PROVIDED RECORDS:
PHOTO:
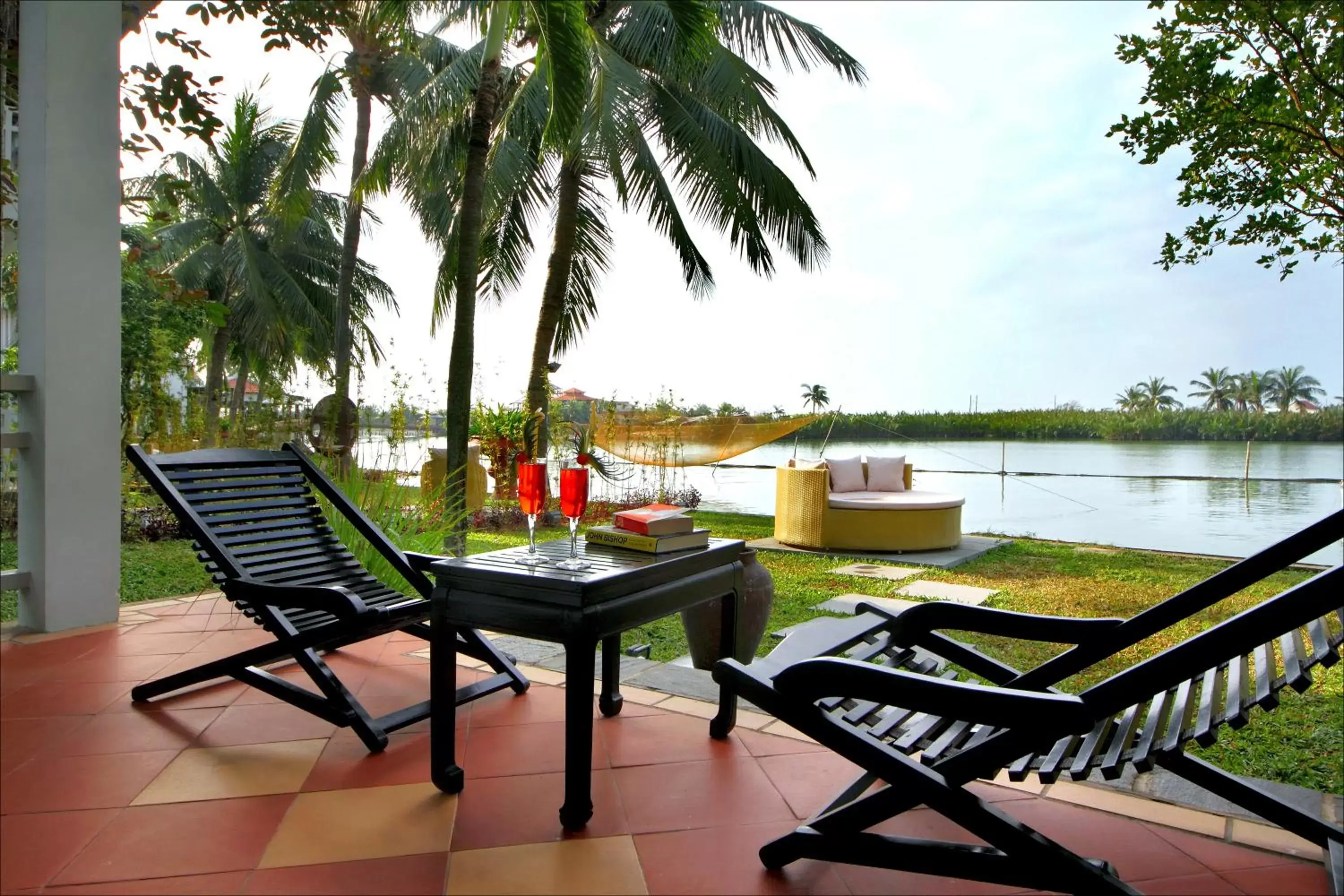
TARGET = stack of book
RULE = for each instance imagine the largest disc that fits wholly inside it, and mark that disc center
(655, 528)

--

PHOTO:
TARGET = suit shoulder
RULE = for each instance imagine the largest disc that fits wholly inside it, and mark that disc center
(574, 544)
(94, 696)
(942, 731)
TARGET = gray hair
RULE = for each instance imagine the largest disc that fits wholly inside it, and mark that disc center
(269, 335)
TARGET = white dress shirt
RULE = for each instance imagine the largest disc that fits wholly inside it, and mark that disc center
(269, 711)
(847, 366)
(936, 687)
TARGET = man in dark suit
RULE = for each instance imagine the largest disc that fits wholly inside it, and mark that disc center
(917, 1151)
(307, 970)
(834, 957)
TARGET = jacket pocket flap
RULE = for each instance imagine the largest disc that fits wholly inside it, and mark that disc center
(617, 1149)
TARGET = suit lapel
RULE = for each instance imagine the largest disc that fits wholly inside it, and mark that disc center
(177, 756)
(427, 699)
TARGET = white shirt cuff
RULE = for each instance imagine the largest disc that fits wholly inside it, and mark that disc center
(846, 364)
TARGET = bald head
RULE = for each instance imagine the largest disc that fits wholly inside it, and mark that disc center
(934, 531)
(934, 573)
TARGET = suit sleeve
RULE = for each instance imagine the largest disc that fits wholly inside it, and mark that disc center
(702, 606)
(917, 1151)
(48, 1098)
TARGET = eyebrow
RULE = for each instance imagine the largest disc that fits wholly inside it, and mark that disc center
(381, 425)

==

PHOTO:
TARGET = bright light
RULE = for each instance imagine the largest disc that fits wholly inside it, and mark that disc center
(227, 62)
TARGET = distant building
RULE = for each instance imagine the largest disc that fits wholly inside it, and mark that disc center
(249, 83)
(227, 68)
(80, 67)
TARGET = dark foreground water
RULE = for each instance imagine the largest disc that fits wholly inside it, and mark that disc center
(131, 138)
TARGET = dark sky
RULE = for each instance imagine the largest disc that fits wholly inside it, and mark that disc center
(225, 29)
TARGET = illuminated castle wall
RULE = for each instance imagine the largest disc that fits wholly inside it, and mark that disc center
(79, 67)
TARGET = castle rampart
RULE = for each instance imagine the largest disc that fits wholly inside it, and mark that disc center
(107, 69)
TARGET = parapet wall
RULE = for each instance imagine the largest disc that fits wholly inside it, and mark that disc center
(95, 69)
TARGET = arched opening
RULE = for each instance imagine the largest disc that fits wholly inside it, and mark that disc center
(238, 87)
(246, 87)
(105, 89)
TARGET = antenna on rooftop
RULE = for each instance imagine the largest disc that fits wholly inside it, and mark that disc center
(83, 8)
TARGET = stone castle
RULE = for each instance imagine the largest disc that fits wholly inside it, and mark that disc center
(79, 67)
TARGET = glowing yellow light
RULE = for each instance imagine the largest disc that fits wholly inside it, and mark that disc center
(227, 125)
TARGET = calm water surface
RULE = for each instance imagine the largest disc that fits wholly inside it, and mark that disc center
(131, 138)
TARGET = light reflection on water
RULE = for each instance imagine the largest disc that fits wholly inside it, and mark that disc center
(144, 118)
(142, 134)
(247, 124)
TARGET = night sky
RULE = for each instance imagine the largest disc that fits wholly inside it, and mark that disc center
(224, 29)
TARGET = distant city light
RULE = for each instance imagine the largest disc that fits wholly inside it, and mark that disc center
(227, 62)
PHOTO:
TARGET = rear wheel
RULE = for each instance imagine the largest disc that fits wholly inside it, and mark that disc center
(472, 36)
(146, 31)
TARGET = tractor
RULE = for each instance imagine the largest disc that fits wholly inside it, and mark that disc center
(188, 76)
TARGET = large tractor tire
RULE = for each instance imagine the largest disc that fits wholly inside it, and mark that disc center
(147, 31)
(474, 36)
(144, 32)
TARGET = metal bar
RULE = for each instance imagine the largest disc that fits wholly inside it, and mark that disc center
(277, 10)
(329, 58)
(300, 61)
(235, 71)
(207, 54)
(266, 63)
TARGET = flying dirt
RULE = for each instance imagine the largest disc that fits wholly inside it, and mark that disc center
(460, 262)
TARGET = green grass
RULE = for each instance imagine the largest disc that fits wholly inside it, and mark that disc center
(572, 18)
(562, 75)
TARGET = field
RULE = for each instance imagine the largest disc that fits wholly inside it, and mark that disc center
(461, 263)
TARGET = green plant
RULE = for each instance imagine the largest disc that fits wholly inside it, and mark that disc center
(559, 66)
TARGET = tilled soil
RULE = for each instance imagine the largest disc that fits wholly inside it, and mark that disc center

TASK BRIEF:
From the listing above, copy every line where the string "green" is found.

ANSWER TO THIS EXERCISE:
TARGET = green grass
TARGET = green plant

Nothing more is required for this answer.